Directions for this task:
Which lines of the entries contain the string "window"? Please find them and copy them.
--- START ---
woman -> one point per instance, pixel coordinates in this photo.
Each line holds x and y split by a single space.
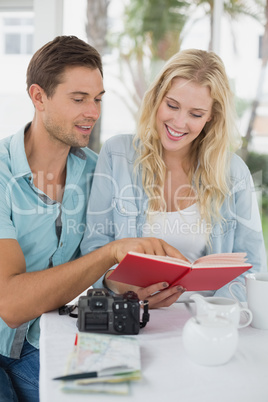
178 179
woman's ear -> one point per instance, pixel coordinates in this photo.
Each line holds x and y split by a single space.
37 95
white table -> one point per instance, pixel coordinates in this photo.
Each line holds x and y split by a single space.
168 373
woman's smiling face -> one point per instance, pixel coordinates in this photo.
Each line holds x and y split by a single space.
182 114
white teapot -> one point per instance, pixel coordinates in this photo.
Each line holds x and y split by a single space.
210 339
223 307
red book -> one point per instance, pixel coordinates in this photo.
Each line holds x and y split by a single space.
210 272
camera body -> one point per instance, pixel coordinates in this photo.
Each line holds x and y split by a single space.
101 312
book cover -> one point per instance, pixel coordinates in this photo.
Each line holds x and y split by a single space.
210 272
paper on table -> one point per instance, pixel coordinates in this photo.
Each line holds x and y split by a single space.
95 352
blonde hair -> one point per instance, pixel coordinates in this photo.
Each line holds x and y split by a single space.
210 150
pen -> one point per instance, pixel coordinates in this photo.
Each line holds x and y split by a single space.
112 371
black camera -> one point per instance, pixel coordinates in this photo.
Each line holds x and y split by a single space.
102 312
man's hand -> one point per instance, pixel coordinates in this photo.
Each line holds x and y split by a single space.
157 294
146 245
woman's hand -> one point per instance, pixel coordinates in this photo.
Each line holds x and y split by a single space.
158 294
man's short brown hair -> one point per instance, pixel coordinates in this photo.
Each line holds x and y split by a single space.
49 63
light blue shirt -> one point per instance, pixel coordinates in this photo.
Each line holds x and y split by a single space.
118 204
49 232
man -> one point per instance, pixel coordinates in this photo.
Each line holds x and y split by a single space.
45 179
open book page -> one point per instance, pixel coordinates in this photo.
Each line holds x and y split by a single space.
97 352
165 258
222 259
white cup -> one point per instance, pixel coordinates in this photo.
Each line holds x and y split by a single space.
224 307
257 297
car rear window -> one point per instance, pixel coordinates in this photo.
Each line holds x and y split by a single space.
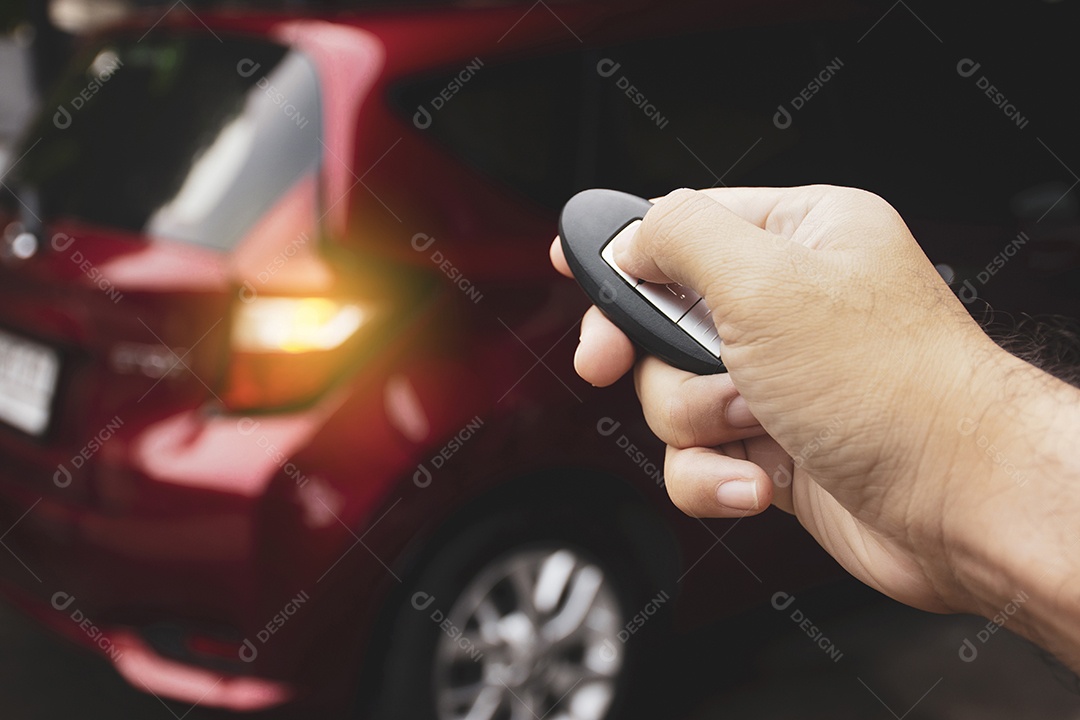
185 137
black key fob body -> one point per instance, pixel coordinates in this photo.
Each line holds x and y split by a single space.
671 322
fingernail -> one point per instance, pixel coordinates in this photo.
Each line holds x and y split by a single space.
738 413
738 494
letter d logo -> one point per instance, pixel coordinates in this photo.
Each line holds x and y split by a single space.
422 118
421 477
968 294
606 426
247 651
421 241
422 600
62 600
607 67
967 67
782 600
62 477
62 118
782 119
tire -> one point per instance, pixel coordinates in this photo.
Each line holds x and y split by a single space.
518 616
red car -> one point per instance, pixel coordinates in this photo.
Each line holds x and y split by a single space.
287 402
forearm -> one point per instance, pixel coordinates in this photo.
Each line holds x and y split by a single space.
1014 542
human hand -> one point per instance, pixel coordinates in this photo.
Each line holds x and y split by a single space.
850 364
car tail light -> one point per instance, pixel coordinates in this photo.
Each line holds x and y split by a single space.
286 350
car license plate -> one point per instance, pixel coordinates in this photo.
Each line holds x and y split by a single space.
28 372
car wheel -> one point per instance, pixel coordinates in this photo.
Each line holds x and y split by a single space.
512 622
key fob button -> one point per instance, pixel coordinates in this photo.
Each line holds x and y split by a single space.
699 324
608 253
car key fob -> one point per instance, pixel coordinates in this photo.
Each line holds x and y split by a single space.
671 322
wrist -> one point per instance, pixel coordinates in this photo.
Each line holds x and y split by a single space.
1010 533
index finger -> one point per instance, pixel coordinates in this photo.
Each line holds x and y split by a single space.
558 259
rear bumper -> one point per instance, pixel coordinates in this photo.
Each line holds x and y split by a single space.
144 668
150 548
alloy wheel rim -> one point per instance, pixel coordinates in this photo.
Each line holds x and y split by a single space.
534 635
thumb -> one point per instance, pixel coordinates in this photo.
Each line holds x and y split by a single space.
688 238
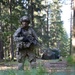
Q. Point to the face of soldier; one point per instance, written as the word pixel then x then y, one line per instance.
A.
pixel 24 24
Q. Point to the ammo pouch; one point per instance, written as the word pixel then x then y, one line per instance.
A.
pixel 23 45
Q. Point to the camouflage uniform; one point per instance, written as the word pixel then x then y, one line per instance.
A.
pixel 28 51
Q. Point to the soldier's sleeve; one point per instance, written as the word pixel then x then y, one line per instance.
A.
pixel 15 35
pixel 34 34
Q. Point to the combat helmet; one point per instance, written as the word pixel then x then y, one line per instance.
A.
pixel 25 18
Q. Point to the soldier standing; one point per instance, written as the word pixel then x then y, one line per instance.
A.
pixel 25 37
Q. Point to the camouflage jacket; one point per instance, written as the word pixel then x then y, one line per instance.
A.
pixel 17 36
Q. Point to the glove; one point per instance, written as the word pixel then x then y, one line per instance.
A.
pixel 25 39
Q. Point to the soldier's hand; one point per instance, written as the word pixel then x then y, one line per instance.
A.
pixel 25 39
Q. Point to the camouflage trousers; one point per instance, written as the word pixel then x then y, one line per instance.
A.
pixel 26 53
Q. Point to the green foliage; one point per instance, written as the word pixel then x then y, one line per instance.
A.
pixel 71 60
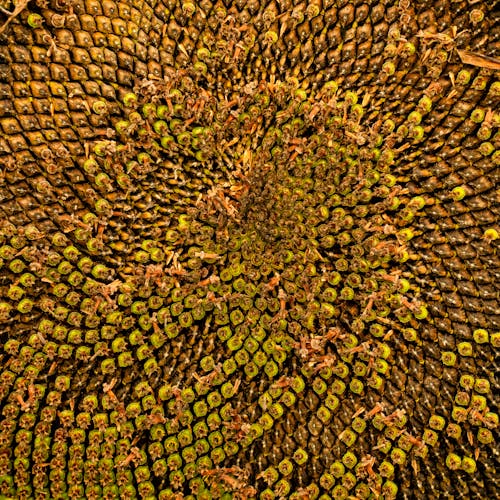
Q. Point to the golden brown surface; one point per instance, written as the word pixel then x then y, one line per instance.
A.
pixel 249 250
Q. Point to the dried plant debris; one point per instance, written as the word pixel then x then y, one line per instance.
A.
pixel 249 250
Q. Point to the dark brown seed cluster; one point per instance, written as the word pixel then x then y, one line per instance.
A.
pixel 249 249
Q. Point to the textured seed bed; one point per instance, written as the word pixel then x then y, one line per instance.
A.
pixel 249 250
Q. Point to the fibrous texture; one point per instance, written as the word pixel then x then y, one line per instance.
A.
pixel 249 249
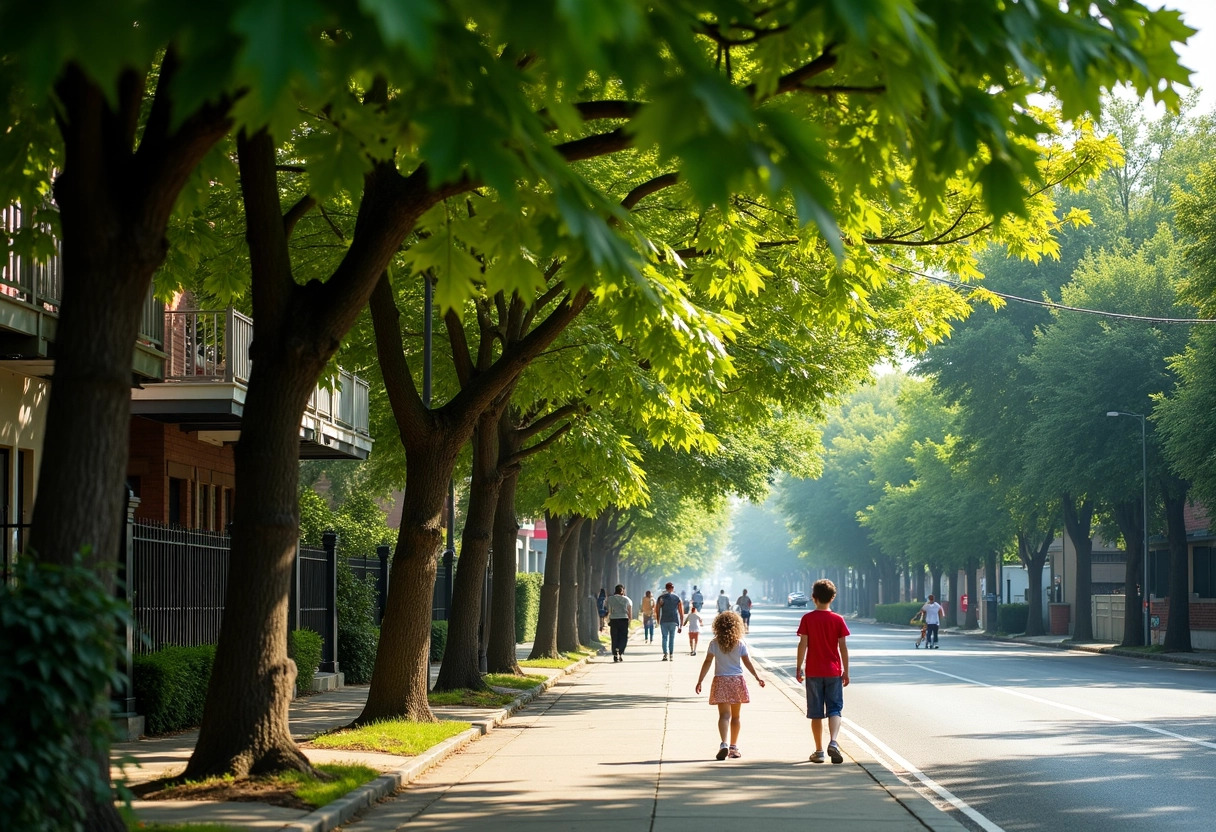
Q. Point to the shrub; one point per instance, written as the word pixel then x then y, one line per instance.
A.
pixel 58 655
pixel 1012 617
pixel 896 613
pixel 527 603
pixel 170 686
pixel 358 633
pixel 304 647
pixel 438 640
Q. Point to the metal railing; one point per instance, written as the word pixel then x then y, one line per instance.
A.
pixel 208 346
pixel 40 284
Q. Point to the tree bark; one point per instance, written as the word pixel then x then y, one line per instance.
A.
pixel 461 668
pixel 1130 518
pixel 114 202
pixel 1077 521
pixel 973 601
pixel 545 644
pixel 1177 629
pixel 568 600
pixel 501 653
pixel 1034 561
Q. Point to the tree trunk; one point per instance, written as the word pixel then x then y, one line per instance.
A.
pixel 545 644
pixel 1177 629
pixel 1035 558
pixel 501 655
pixel 1077 521
pixel 992 567
pixel 399 679
pixel 568 601
pixel 1130 518
pixel 245 725
pixel 461 668
pixel 114 206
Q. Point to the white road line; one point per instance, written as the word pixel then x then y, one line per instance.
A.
pixel 854 730
pixel 1060 706
pixel 893 762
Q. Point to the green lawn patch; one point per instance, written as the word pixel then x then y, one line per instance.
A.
pixel 524 682
pixel 395 736
pixel 467 698
pixel 558 663
pixel 293 790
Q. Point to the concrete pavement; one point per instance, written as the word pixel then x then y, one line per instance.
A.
pixel 630 746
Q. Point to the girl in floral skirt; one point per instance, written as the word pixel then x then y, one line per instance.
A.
pixel 728 690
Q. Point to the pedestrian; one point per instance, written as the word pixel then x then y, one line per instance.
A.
pixel 692 620
pixel 648 618
pixel 932 614
pixel 669 610
pixel 821 636
pixel 728 691
pixel 743 603
pixel 620 612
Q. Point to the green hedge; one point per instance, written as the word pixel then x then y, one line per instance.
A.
pixel 438 640
pixel 304 647
pixel 170 687
pixel 358 634
pixel 896 613
pixel 1012 617
pixel 527 603
pixel 57 653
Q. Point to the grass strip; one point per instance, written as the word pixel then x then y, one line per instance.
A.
pixel 395 736
pixel 524 682
pixel 566 661
pixel 467 698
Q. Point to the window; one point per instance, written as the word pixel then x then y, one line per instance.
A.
pixel 1205 572
pixel 176 494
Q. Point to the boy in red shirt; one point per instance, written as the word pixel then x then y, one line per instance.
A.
pixel 821 636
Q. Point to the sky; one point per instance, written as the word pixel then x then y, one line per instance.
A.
pixel 1199 54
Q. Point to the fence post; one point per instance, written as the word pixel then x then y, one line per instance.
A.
pixel 330 637
pixel 127 723
pixel 382 584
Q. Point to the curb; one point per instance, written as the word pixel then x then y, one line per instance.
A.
pixel 337 813
pixel 1172 658
pixel 917 804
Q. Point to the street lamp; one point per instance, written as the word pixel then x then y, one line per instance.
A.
pixel 1143 506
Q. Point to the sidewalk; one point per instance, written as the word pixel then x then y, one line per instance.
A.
pixel 153 758
pixel 631 747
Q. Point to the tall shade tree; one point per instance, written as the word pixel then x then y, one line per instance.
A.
pixel 407 106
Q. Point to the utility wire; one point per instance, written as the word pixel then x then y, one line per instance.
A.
pixel 1048 304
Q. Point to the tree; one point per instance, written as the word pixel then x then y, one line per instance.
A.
pixel 448 111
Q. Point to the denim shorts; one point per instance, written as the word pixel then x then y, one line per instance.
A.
pixel 825 696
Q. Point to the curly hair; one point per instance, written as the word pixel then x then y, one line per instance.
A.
pixel 727 629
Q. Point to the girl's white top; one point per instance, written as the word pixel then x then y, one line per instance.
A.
pixel 728 663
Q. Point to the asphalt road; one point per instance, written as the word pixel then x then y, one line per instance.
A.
pixel 1026 737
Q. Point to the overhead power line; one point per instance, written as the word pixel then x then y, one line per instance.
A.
pixel 1048 304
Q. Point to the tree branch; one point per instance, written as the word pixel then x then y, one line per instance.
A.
pixel 297 212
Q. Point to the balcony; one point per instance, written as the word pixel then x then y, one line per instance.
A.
pixel 29 312
pixel 207 375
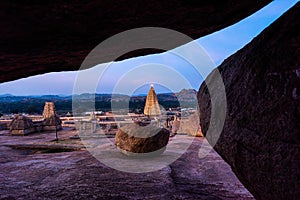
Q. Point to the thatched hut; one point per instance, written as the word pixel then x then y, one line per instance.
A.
pixel 21 125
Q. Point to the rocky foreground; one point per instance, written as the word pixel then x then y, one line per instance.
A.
pixel 32 174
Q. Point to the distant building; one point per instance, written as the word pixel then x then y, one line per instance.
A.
pixel 21 125
pixel 152 107
pixel 51 120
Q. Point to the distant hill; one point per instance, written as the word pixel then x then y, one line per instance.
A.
pixel 6 95
pixel 35 104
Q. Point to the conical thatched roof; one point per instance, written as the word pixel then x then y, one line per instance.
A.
pixel 20 122
pixel 152 106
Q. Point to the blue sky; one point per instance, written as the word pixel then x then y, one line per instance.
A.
pixel 167 71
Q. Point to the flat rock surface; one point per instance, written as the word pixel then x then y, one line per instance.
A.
pixel 78 175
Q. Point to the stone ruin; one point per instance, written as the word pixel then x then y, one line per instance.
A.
pixel 51 120
pixel 152 107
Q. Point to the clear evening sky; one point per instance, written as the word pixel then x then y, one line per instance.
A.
pixel 167 72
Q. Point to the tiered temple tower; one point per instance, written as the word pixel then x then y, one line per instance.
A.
pixel 152 107
pixel 51 120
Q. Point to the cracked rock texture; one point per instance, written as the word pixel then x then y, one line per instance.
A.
pixel 260 139
pixel 47 36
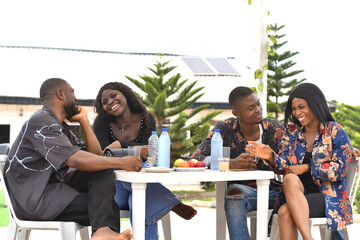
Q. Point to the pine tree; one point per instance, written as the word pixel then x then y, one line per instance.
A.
pixel 279 80
pixel 349 117
pixel 168 99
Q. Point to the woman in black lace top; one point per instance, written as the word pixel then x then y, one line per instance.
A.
pixel 123 119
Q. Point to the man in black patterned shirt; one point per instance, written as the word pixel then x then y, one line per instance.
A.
pixel 247 125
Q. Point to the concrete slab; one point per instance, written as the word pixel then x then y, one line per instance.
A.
pixel 201 227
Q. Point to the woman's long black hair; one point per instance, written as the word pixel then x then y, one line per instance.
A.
pixel 133 101
pixel 315 99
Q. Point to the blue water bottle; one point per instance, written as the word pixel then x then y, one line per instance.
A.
pixel 164 149
pixel 216 143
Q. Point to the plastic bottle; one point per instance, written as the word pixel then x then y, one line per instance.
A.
pixel 164 149
pixel 216 143
pixel 153 147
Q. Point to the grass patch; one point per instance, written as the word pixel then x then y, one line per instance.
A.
pixel 205 199
pixel 4 212
pixel 184 192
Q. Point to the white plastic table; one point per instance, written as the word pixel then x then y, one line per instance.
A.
pixel 139 180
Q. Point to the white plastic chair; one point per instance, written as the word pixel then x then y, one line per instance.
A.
pixel 20 229
pixel 352 184
pixel 165 220
pixel 252 214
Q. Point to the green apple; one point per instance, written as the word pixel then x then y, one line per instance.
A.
pixel 177 162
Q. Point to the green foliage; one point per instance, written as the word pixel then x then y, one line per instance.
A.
pixel 349 117
pixel 279 79
pixel 169 99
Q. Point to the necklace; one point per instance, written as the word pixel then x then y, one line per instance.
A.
pixel 125 124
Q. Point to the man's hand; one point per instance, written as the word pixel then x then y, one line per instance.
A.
pixel 244 160
pixel 81 116
pixel 297 169
pixel 261 150
pixel 131 163
pixel 144 152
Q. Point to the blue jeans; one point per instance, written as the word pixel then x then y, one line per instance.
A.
pixel 159 201
pixel 236 208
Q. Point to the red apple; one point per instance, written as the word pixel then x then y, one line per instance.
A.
pixel 184 164
pixel 191 163
pixel 200 164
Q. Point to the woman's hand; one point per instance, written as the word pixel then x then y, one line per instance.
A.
pixel 297 169
pixel 261 150
pixel 80 117
pixel 356 154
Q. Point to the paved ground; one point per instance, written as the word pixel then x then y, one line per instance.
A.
pixel 201 227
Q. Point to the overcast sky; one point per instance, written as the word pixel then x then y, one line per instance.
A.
pixel 325 32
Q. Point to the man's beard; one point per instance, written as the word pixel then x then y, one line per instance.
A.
pixel 70 110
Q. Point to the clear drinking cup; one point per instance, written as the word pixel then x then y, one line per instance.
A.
pixel 224 159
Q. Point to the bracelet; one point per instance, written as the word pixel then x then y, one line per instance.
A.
pixel 309 167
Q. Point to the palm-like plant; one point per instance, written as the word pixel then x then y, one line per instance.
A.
pixel 279 80
pixel 169 100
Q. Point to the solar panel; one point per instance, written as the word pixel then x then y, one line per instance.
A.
--- END ---
Response for this exercise:
car rear window -> one point per instance, pixel coordinates in this photo.
Q. Point to the window; one point per instance, written as the word pixel then x then y, one line per instance.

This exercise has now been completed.